◆ EXTRACT TO READ ◆
Japanese Cultural Week in Lima usually occupies the last week of October, but this year things got pushed back a few days, enabling this new arrival to the city to attend  “Matsuri,” the traditional festival that closed the week on November 10th.  The festival is a cornucopia of food, dance, music, and fireworks to celebrate the contributions the Japanese have made to Peruvian culture.

Although the first Japanese appeared in Peru as early as the 17th century, the epic immigration of Japanese to this new world did not begin for another two hundred years. By the end of the second world war, when another wave of immigrants arrived,  five generations of Japanese-Peruvians had already established their presence here. Their influence can be seen throughout the country in the food, art, music, and architecture.

This is the 40th year that Japanese Cultural Week has been celebrated in Lima. Its closing festival, Matsuri, sponsored by the AELU (Asociation Estado le Union), is a Peruvian version of what is in Japan a traditional religious ceremony.  Here in Lima, it is an opportunity for everyone to share in Japanese customs, from traditional dance and martial arts to the contemporary fun of  manga and cosplay.  There are J-Pop concerts and saki tastings, graffiti exhibits and a fashion show of traditional clothing.

◆ INFORMATION PROVIDED ◆
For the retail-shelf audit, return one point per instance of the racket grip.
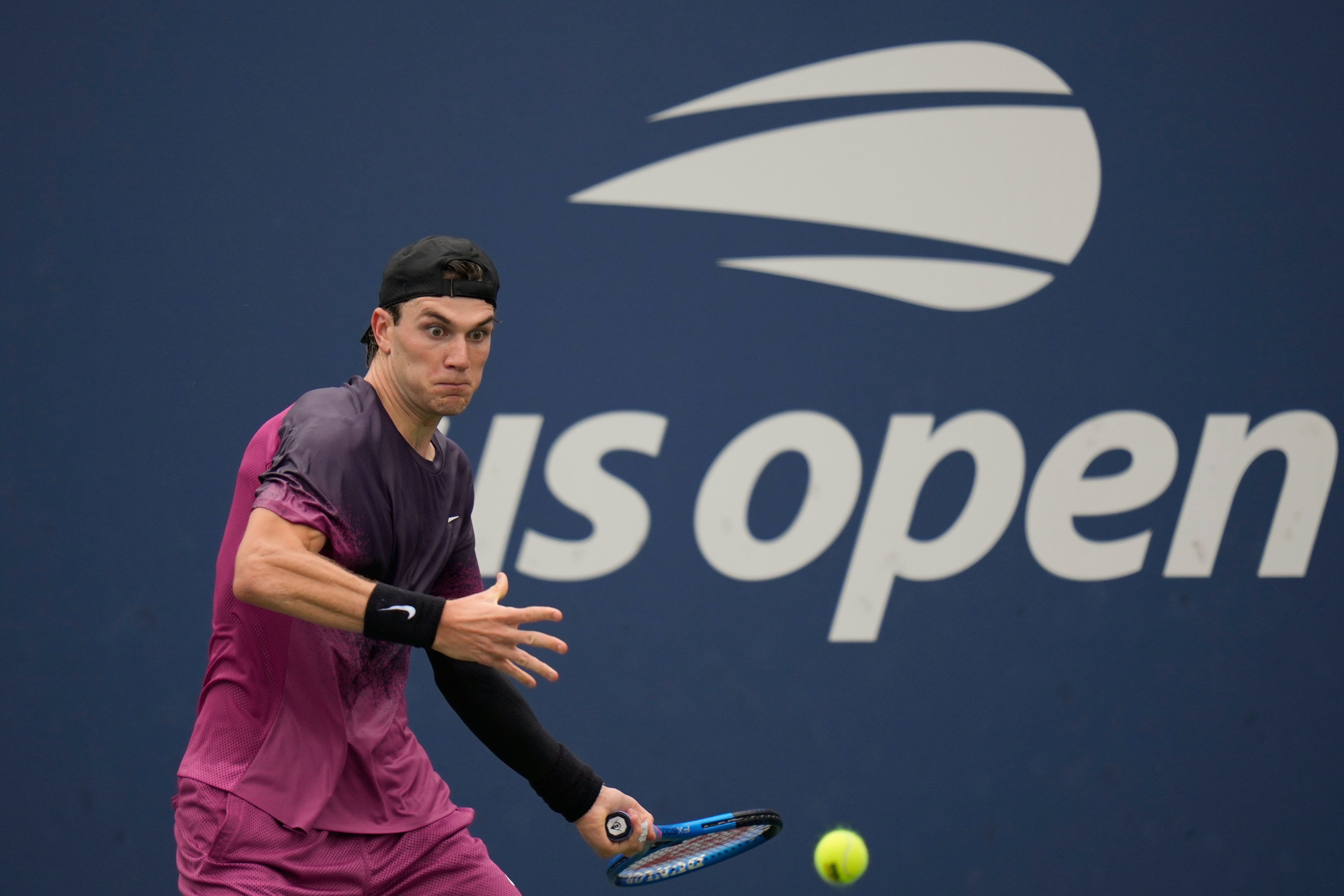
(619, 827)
* * *
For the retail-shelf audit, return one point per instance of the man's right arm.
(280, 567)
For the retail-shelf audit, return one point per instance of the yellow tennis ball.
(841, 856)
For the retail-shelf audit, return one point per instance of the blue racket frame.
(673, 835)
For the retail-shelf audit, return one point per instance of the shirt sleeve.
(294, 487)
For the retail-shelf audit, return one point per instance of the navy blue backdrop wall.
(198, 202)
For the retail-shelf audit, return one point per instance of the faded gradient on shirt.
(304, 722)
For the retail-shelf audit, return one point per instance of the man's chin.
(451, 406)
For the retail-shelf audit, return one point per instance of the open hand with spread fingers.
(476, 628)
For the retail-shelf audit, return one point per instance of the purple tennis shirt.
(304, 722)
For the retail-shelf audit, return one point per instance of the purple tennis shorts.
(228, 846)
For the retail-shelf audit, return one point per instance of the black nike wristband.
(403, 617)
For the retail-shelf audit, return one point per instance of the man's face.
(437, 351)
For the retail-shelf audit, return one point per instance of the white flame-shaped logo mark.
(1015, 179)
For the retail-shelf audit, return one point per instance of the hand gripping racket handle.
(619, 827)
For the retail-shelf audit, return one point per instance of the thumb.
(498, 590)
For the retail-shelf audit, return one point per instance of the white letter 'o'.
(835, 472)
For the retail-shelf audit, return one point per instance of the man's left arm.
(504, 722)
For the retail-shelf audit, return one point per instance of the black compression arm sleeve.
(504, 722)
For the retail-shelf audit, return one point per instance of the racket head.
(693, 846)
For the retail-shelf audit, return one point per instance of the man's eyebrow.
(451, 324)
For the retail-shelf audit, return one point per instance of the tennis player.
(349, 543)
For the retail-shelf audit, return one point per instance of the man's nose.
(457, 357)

◆ REQUIRED TASK A ◆
Rewrite the passage about Japanese Cultural Week in Lima, starting at "Japanese Cultural Week in" and ending at "music, and architecture.", with "fireworks" swapped for "lanterns".
◆ REQUIRED TASK B ◆
Keep only the lines in the rows that contain the word "purple", and copy each of them out. Upper and lower case must match.

◆ FULL OUTPUT A ◆
Japanese Cultural Week in Lima usually occupies the last week of October, but this year things got pushed back a few days, enabling this new arrival to the city to attend  “Matsuri,” the traditional festival that closed the week on November 10th.  The festival is a cornucopia of food, dance, music, and lanterns to celebrate the contributions the Japanese have made to Peruvian culture.

Although the first Japanese appeared in Peru as early as the 17th century, the epic immigration of Japanese to this new world did not begin for another two hundred years. By the end of the second world war, when another wave of immigrants arrived,  five generations of Japanese-Peruvians had already established their presence here. Their influence can be seen throughout the country in the food, art, music, and architecture.

◆ FULL OUTPUT B ◆
For the retail-shelf audit, return one point per instance of the purple tennis shirt.
For the retail-shelf audit, return one point per instance of the purple tennis shorts.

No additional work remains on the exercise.